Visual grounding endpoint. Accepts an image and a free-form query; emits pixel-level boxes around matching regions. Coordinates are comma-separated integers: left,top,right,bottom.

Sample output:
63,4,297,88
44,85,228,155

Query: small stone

### Problem requirements
Could you give the rows above as a JSON list of strings, with one string for each line and the blank lines left out?

### Written answer
[
  "Visual grounding endpoint. Accepts an image and a free-form query; emits pixel-level boxes around matching regions. Coordinates are comma-separated integers: left,top,right,bottom.",
  "Sample output:",
  "63,4,297,88",
  "44,85,228,155",
  "Query: small stone"
]